Auch die entspannte Personalsituation spielt eine nicht unwesentliche Rolle. Wichtige Spieler wie Diego Demme oder Paul Seguin stehen Leitl inzwischen wieder zur Verfügung. Das hat zum einen den Konkurrenzkampf im Kader verschärft, eröffnet Herthas Trainer aber auch die Möglichkeit, in den entscheidenden Phasen eines Spiels neue Qualität von der Bank zu bringen.
Der bedeutendste Faktor für die jüngsten Erfolge des Teams ist jedoch die defensive Stabilität, die Hertha jetzt seit einigen Wochen ausstrahlt. Es ist eine Stabilität, die nicht allein von der letzten Linie ausgeht, sondern das gemeinschaftliche Werk der gesamten Mannschaft ist. „Wir sind eine gute Einheit“, sagt Grönning.
Jeder stellt sich in den Dienst der Mannschaft und arbeitet nach hinten. Wir haben Spaß daran gefunden, defensiv füreinander zu kämpfen.
Herthas Kapitän Fabian Reese
Beim 3:0-Sieg gegen Elversberg war das sehr gut zu beobachten. Die Saarländer verfügen nicht nur über eines der spielstärksten Teams der Zweiten Liga, sie stellen mit 22 Saisontoren auch die derzeit beste Offensive. Davon aber war am Dienstag im Pokalspiel im Berliner Olympiastadion wenig zu sehen – „weil wir einfach sehr seriös arbeiten“, wie Herthas Sportdirektor Benjamin Weber sagte.
Abgesehen von einigen Chancen in der Schlussphase, als das Spiel schon so gut wie entschieden war, ließen die Berliner gegen Elversberg wenig zu. Am Ende hatten die Gäste einen Expected-Goals-Wert von 0,6. Heißt: Die Qualität all ihrer Chancen hätte statistisch 0,6 Tore erbringen müssen.

Aufgabenziel: Übersetze bitte den Satz „Wichtige Spieler wie Diego Demme oder Paul Seguin stehen Leitl inzwischen wieder zur Verfügung.“ aus dem Auszug ins Englische.

Einträge aus einem Annotationsdatensatz:

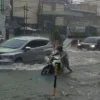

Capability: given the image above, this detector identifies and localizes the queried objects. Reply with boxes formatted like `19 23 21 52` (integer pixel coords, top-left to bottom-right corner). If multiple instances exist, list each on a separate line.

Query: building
84 0 100 34
0 0 5 38
40 0 97 35
84 0 100 16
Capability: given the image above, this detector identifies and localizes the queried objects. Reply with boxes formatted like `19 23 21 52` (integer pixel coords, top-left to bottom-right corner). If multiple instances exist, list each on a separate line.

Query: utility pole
10 0 13 21
25 4 28 29
24 5 26 35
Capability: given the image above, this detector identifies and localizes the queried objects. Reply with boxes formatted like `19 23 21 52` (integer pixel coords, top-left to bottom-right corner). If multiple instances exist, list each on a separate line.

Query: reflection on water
0 49 100 70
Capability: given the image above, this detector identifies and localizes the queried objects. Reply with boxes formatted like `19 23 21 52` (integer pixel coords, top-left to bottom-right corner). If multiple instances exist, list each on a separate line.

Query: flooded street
0 49 100 100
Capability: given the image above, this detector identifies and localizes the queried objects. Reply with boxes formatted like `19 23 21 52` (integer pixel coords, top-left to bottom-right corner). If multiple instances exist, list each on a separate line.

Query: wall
13 0 39 24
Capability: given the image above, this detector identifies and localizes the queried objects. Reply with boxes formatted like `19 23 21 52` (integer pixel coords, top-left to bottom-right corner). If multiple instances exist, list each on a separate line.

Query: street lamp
4 4 12 39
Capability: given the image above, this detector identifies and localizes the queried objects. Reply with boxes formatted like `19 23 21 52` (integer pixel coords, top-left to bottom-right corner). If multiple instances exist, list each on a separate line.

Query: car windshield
0 39 27 49
83 38 98 43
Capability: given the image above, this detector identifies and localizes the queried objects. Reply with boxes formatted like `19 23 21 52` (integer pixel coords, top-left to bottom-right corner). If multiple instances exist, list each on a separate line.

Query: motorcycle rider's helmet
57 45 63 52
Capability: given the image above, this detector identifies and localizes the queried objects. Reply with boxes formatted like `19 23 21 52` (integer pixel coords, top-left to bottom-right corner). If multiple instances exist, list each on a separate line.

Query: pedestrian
53 45 72 72
50 27 61 50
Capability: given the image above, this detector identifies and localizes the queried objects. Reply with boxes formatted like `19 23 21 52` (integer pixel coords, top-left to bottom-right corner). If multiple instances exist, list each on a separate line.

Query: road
0 49 100 100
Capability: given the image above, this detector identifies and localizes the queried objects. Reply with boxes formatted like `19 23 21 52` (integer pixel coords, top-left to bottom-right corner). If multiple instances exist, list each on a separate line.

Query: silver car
0 36 52 62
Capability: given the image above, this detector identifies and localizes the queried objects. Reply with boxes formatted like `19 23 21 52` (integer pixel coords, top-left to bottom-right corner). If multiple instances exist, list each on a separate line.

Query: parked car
0 36 52 62
77 37 100 50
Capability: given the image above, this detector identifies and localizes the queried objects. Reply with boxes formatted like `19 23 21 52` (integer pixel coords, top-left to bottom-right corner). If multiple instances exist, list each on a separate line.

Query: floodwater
0 48 100 100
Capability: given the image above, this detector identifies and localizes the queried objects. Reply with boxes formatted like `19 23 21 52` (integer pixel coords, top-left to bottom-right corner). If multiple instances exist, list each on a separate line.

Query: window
26 40 49 48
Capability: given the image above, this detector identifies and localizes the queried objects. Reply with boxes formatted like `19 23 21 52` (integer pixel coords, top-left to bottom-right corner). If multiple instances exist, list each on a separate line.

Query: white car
0 36 52 62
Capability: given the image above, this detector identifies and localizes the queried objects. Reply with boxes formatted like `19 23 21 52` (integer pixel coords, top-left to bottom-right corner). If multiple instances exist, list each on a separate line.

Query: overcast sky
73 0 84 2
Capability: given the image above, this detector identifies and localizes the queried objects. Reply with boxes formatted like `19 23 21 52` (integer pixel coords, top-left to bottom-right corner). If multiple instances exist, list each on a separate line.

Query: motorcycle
41 55 61 75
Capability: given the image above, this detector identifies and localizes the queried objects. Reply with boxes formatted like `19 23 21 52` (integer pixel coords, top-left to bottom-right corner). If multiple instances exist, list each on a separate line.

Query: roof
42 11 83 17
13 36 49 41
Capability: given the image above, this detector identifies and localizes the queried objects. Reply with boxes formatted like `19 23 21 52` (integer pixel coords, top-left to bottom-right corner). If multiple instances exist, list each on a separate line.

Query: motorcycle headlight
90 45 95 48
78 43 81 46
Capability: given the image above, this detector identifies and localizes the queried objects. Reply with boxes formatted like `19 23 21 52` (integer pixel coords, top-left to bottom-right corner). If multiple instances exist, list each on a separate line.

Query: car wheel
15 57 23 63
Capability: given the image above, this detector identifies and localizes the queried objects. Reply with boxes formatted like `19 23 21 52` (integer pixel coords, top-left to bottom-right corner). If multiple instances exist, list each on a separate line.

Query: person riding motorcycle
53 45 72 72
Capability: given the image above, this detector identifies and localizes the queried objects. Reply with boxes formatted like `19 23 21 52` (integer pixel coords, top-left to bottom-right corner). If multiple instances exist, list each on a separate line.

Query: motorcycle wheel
41 66 50 75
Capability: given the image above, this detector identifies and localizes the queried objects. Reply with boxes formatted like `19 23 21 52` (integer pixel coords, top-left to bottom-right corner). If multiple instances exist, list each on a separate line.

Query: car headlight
1 56 12 59
78 43 81 46
90 45 95 48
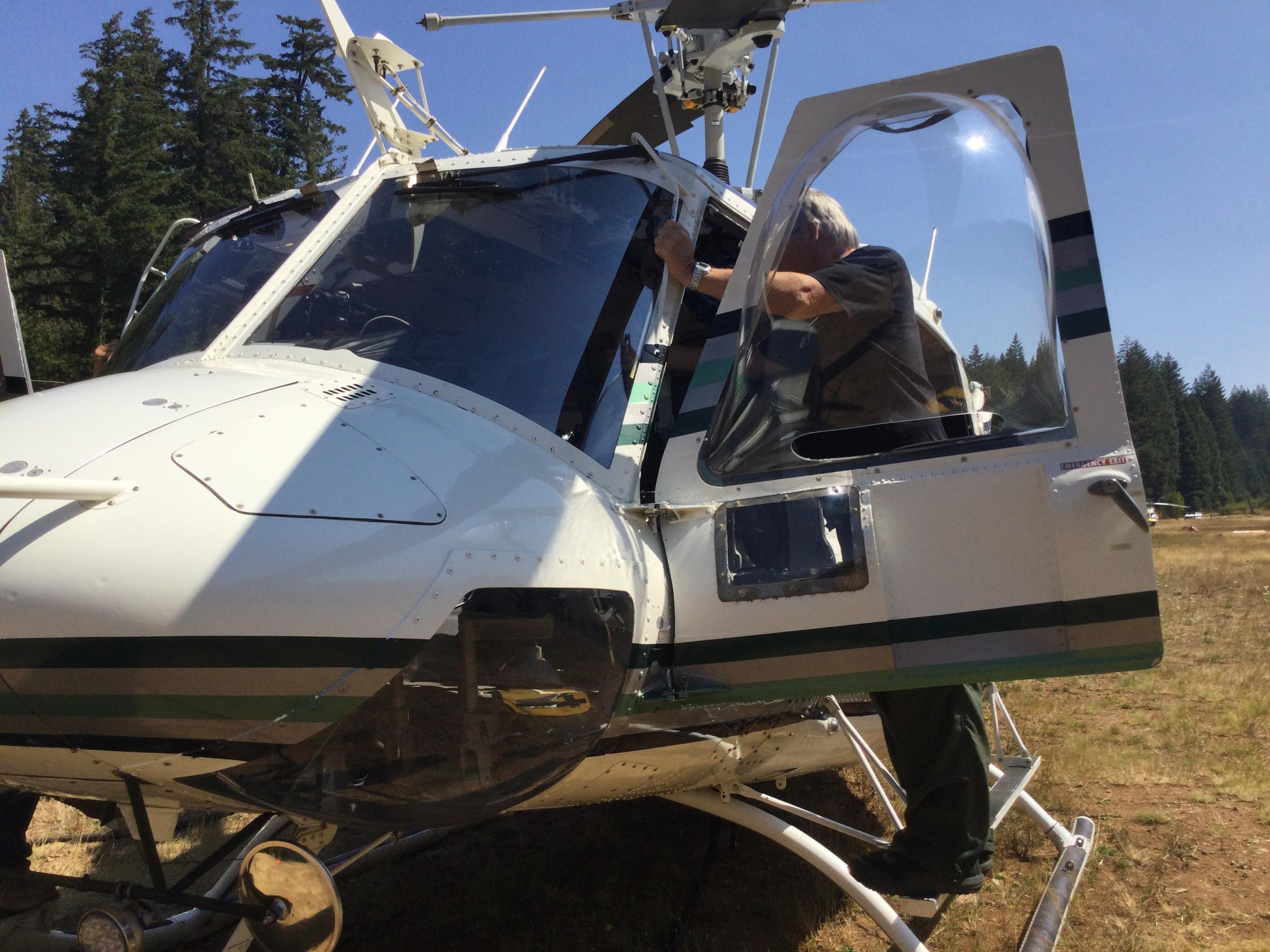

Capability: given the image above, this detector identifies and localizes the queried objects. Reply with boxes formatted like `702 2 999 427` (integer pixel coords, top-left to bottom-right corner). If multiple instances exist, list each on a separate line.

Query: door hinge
636 669 732 702
614 503 719 522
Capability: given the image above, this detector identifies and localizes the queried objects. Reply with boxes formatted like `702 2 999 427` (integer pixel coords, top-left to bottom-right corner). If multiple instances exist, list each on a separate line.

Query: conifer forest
0 0 1270 516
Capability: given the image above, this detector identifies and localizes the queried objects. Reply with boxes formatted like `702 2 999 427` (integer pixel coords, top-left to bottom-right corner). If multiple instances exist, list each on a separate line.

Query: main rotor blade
656 0 795 30
578 73 701 148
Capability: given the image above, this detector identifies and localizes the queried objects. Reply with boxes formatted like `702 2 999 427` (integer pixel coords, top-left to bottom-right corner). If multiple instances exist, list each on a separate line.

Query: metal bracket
636 668 732 702
617 503 719 523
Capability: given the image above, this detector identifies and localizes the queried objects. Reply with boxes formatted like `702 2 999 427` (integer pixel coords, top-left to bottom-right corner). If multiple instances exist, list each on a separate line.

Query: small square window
715 486 868 601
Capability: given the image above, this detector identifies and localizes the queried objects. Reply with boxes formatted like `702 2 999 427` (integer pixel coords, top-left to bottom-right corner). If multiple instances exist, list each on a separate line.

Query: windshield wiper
396 145 652 198
213 192 326 235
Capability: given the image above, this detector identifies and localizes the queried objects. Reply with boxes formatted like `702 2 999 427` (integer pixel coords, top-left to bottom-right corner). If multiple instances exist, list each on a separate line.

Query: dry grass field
22 517 1270 952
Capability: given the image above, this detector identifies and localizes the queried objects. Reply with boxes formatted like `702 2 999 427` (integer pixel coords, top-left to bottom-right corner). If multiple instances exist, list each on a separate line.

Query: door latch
1090 478 1151 532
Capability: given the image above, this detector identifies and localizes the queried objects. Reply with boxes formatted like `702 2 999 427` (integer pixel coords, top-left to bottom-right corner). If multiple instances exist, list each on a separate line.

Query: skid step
988 757 1040 829
895 757 1040 919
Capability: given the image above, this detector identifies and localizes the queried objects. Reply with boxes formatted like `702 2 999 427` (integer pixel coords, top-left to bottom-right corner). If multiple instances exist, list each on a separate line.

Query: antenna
494 66 548 152
745 37 781 188
918 226 940 301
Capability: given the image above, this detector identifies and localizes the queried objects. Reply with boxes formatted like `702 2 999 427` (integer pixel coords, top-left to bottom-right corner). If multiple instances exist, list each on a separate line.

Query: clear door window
707 94 1067 476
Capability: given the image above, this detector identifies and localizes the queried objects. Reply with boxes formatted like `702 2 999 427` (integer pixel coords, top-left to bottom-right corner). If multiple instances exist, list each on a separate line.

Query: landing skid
663 684 1094 952
0 796 455 952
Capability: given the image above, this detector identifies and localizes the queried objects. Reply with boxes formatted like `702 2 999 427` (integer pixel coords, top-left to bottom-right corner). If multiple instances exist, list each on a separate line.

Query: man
0 788 57 916
656 189 992 896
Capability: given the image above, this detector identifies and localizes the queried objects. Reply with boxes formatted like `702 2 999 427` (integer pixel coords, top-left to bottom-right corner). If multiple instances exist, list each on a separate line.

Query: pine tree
1152 354 1219 509
0 103 87 381
998 334 1027 392
256 15 353 186
1116 338 1180 500
1229 383 1270 497
1191 366 1249 504
62 10 175 348
167 0 277 217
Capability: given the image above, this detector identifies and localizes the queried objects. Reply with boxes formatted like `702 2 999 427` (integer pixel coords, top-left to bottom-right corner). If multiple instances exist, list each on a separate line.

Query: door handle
1090 478 1151 533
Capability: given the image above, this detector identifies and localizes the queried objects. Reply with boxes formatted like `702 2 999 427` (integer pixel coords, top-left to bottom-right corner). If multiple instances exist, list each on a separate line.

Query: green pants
868 684 993 880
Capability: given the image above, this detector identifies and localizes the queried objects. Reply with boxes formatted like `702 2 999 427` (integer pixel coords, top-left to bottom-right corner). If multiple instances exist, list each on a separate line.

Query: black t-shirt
810 245 935 429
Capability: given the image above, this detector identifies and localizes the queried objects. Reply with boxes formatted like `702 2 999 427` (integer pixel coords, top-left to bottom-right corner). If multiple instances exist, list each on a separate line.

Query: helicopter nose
0 372 664 829
0 389 444 759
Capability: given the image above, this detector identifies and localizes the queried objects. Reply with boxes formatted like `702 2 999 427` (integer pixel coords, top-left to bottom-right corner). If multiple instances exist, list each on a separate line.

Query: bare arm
654 221 842 321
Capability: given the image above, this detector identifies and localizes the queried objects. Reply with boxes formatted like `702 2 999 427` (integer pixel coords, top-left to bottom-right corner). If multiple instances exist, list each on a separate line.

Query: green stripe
0 694 366 724
631 589 1160 668
616 641 1164 716
1054 258 1102 290
617 423 648 447
688 357 733 390
0 635 428 669
626 382 656 404
672 406 715 436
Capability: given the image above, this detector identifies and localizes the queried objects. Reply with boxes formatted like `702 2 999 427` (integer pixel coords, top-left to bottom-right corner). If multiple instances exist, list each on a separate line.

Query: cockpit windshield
103 192 335 373
252 166 671 475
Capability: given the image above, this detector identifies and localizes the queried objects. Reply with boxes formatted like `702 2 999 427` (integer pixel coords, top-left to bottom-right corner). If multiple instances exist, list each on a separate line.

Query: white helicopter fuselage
0 150 878 821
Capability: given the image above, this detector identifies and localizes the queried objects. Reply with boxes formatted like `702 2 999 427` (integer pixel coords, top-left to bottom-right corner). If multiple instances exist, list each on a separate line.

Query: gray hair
794 188 860 252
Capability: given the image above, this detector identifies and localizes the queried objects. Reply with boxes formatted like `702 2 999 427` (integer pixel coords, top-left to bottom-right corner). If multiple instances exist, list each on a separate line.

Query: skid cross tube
662 789 929 952
0 868 273 922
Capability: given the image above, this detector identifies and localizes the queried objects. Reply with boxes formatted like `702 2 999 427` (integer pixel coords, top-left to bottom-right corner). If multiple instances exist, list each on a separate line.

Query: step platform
894 757 1040 919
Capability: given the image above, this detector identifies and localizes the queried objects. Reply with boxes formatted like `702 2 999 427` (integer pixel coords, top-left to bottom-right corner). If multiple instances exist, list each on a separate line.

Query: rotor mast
419 0 858 186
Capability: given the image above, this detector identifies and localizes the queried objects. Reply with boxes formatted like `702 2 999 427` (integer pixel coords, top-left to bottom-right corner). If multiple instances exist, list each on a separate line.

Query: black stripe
1049 212 1094 244
1058 307 1111 340
0 635 427 669
631 590 1160 668
1063 589 1160 624
0 734 286 760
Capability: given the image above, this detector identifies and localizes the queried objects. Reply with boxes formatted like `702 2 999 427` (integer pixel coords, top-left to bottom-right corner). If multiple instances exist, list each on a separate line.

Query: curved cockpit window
706 94 1068 476
103 192 335 373
252 166 671 475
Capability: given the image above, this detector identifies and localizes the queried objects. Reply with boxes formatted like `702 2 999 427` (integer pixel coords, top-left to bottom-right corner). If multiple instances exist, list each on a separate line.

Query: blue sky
0 0 1270 387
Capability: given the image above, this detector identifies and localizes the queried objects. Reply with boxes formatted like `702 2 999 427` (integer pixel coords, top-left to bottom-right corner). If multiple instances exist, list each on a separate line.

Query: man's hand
653 221 696 284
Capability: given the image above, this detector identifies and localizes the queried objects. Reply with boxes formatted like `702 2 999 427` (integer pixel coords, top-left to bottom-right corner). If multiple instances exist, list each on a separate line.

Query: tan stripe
675 645 895 684
894 628 1068 669
0 668 392 697
1067 618 1161 651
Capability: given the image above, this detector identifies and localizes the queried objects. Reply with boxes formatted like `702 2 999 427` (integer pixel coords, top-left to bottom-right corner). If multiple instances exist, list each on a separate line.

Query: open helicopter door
631 47 1162 711
0 251 30 396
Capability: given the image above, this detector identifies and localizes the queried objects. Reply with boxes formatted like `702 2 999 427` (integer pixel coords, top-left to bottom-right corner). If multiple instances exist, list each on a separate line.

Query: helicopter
0 0 1162 952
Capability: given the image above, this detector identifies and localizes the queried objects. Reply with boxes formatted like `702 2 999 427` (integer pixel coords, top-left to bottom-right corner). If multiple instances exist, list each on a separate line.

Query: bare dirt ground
24 518 1270 952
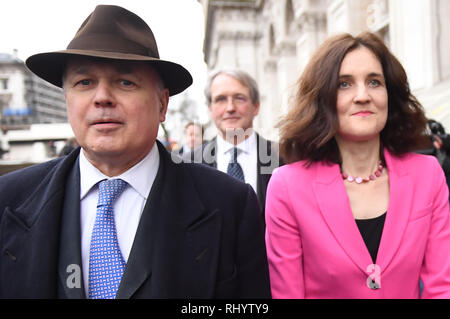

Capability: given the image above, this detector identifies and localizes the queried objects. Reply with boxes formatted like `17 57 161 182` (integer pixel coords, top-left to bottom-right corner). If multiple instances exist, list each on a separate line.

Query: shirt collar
217 131 256 155
79 143 159 199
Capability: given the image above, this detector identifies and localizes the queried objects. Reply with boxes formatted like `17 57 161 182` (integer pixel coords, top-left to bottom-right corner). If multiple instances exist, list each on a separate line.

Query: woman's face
336 47 388 142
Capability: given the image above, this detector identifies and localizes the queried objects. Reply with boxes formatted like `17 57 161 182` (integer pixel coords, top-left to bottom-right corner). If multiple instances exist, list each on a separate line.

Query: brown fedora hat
25 5 192 95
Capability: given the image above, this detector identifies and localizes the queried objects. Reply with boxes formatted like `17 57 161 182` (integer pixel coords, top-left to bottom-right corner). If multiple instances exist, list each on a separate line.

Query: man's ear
159 89 169 123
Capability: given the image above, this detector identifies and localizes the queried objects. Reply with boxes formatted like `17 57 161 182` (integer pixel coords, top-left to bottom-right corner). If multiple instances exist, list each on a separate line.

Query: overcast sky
0 0 206 104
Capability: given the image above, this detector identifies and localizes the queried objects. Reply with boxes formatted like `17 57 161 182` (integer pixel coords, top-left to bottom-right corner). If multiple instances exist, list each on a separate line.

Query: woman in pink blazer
266 33 450 298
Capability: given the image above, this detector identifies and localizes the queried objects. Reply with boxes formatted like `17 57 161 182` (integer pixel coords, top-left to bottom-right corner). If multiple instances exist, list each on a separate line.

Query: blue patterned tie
227 147 245 183
89 179 127 299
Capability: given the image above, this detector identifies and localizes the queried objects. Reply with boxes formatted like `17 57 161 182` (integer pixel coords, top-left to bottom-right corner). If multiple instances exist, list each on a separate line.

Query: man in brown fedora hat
0 5 270 298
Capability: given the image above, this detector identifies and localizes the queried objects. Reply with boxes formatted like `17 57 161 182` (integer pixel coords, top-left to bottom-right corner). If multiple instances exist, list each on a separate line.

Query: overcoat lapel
58 159 86 299
117 143 221 298
0 151 78 298
313 164 373 273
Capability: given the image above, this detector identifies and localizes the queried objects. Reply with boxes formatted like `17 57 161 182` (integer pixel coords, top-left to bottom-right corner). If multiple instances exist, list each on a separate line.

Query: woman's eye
77 79 91 86
339 81 350 89
120 80 134 86
369 80 381 87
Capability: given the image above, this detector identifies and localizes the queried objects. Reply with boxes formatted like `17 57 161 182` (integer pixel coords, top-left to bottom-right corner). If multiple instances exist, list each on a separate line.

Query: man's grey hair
204 69 259 106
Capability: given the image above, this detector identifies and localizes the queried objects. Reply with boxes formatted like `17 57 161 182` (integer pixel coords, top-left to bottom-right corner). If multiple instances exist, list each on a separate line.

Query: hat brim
25 50 192 96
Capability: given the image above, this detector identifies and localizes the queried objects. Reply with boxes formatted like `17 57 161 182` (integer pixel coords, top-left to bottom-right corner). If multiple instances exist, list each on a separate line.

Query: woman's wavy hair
278 32 429 165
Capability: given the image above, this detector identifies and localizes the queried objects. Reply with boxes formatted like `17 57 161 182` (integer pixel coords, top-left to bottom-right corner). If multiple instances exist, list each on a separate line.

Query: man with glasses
199 70 280 220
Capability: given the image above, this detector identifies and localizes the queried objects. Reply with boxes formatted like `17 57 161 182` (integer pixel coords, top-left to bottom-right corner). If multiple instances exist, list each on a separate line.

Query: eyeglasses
212 94 250 106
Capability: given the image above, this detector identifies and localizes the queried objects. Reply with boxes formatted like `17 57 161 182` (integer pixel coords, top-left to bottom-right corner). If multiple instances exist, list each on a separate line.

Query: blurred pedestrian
178 122 204 154
194 70 282 220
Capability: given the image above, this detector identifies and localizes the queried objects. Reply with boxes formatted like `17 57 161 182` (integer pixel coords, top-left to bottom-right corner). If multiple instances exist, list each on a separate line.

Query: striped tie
227 147 245 183
89 179 127 299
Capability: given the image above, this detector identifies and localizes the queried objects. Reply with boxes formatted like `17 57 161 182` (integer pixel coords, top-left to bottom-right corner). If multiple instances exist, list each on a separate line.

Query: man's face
64 58 169 173
209 74 259 139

Antwort: Important players such as Diego Demme or Paul Seguin are now available to Leitl again.